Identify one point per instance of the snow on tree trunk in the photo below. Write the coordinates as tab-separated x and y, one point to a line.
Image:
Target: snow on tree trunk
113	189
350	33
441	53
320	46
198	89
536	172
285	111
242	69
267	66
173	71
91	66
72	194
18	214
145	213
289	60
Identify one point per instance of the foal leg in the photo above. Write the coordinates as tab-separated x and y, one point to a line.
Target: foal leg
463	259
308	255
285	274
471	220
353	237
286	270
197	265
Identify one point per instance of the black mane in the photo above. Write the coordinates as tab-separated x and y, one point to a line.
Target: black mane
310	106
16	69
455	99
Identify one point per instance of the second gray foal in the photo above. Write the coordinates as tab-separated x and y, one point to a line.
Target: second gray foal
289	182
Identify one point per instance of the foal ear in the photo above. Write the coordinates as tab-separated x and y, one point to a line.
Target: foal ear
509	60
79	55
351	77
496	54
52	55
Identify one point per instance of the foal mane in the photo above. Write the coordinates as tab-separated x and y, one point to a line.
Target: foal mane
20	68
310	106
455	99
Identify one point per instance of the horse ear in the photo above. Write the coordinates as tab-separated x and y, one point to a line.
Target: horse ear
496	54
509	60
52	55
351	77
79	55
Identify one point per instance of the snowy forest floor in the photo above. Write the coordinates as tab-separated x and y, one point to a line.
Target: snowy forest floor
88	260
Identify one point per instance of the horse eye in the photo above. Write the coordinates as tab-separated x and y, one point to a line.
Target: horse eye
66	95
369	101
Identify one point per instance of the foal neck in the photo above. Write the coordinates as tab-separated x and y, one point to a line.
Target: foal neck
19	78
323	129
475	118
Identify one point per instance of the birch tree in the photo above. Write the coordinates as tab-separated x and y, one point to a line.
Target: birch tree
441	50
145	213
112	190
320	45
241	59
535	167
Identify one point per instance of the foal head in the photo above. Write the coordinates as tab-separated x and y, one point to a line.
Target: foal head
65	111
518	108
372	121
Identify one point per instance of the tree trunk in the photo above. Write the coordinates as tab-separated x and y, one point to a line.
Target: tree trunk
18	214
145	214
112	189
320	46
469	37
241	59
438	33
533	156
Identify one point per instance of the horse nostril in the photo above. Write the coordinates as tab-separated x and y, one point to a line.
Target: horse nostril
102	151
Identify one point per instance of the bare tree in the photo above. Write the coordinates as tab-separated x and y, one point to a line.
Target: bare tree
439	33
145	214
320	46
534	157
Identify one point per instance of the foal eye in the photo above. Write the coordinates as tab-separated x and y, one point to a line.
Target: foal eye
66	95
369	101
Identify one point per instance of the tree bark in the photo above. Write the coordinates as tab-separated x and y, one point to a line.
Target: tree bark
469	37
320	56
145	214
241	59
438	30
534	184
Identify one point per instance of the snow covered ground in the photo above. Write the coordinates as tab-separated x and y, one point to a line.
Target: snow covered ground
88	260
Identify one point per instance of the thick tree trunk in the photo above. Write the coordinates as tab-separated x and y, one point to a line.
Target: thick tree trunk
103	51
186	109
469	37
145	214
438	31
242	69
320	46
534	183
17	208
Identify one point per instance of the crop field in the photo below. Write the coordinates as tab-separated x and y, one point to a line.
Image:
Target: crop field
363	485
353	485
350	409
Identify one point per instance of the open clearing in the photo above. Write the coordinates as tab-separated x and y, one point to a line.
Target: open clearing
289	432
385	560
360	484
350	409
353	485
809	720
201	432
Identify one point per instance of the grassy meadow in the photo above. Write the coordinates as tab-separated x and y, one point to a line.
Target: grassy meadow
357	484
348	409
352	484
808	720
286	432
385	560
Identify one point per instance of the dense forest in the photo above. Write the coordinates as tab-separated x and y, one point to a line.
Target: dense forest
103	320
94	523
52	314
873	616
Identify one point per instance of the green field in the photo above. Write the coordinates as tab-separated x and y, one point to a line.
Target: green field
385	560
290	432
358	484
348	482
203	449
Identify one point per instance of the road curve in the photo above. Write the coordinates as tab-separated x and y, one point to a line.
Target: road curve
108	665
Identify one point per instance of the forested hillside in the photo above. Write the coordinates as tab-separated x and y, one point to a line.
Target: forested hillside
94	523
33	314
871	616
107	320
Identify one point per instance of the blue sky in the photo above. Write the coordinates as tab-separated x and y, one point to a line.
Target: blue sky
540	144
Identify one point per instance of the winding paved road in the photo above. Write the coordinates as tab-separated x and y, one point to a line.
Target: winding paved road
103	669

* **PROBLEM STATEMENT**:
What is needed here is an exact reproduction of all the entries.

* **ANSWER TO THE EXERCISE**:
Identify one point per instance of the snow on tree trunk in the photo below. Write the coordinates as tab-separated x and y, one point to a line.
Image:
Target: snow on tree trunk
113	189
350	33
441	53
320	46
198	89
536	172
285	111
242	69
267	66
173	71
91	66
72	194
18	214
145	213
289	60
Identify one point per instance of the foal leg in the photo above. Write the coordinates as tab-separated x and y, one point to a line.
Target: foal leg
463	259
308	255
285	274
471	220
353	237
286	270
197	265
Identify one point per instance of the black mane in the photo above. Write the coordinates as tab-separated x and y, one point to a line.
Target: black mane
310	106
16	69
455	99
Identify one point per instance of the second gray foal in the photo above. Write the coordinates as tab-separated x and y, one point to a line.
Target: second gray foal
289	182
Identify one point per instance of the foal ear in the photo above. Write the coordinates as tab-separated x and y, one point to a line.
Target: foal ear
509	60
79	55
351	77
496	54
52	55
Identify one point per instance of the foal mane in the photo above. Write the coordinates as tab-separated x and y, one point to a line.
Target: foal mane
20	68
310	106
455	99
Identify one point per instance of the horse ear in the photo above. Write the coordinates as tab-separated x and y, one point to a line.
Target: horse ear
496	54
509	60
52	55
351	77
79	55
Identify one point per instance of the snowy forest floor in the photo above. Write the coordinates as tab-separated x and y, one point to a line.
Target: snowy forest floor
88	260
Identify one point per instance of the horse eye in the photo above. Write the coordinates as tab-separated x and y, one point to a line.
Target: horse eye
66	95
369	101
Identify one point per instance of the foal neck in the photo above. Write the coordinates as tab-separated x and y, one point to a line.
Target: foal neck
19	78
323	129
475	118
Identify one point per instance of the birch tree in the photo above. Write the coordinates as tab-separated x and y, one point to a line.
Target: birch tree
441	50
145	213
112	190
320	45
241	59
535	167
Identify one point per instance of the foal head in the photo above. Write the coordinates as tab-separated x and y, one point to a line.
Target: foal head
65	111
518	108
372	121
Identify one point per instance of the tree trunk in the photo above. Write the coordinates as tab-separated x and y, one point to a line.
Target: tree trunk
18	214
145	214
112	189
320	46
469	37
241	59
438	33
533	156
Identify one point per instance of the horse nostril in the photo above. Write the coordinates as tab-separated x and y, one point to a line.
Target: horse nostril
102	151
Identify one point per instance of the bare tree in the photo above. Write the coordinates as tab-separated x and y, one point to a line.
Target: bare tree
439	33
145	214
320	46
534	157
Identify one point per instance of the foal eye in the photo above. Write the coordinates as tab-separated x and y, one point to a line.
Target: foal eye
66	95
369	101
Identify one point per instance of the tree bark in the photo above. Write the coordinates as tab-separated x and y, one point to a line.
Target: tree bark
469	37
320	56
145	214
241	59
438	30
534	184
Identify one point per instance of the snow covered ground in the photo above. Write the coordinates as tab-separated x and y, one point to a line.
Target: snow covered ground
88	260
Identify one point per instance of the thick tree trunk in the photo above. Write the coordinates as tab-separated x and y, one point to a line.
Target: thick tree trunk
103	51
186	109
469	37
145	214
438	31
242	69
320	46
534	183
17	208
Identify one point per instance of the crop field in the photo below. Write the coordinates as tab-separated x and y, one point to a line.
Image:
Target: crop field
363	485
353	485
350	409
Identify one point per instance of the open clearing in the photo above. Write the coordinates as tab-separated x and y, one point to a line.
Target: open clearing
289	432
385	560
360	484
350	409
353	485
809	720
201	432
Identify one point per instance of the grassy meadow in the photo above. Write the coordinates as tab-separated x and y, one point to a line.
Target: grassy meadow
357	484
348	409
352	484
808	720
286	432
385	560
Identify one point per instance of the dense forest in the photo above. Write the coordinates as tab-separated x and y, one point to a line.
Target: dense forest
103	320
94	523
52	314
873	616
Identify one point per instance of the green field in the photo above. Write the coordinates as tab-separated x and y, one point to a line.
Target: green field
385	560
290	432
358	484
348	482
203	449
Identify one point per instance of the road curve in the photo above. Write the coordinates as tab-separated x and y, one point to a line.
Target: road curve
108	665
Identify one point per instance of the forested hillside in the photo above. Write the coordinates as tab-separated x and y, one point to a line.
Target: forested hillside
94	523
33	314
871	616
107	320
Identify one point per instance of the blue sky in the photo above. Write the coordinates as tab-separated x and y, one point to a line.
Target: blue sky
540	144
Identify one point per instance of the winding paved road in the photo above. Write the coordinates as tab-separated x and y, one point to a line.
Target: winding paved road
103	669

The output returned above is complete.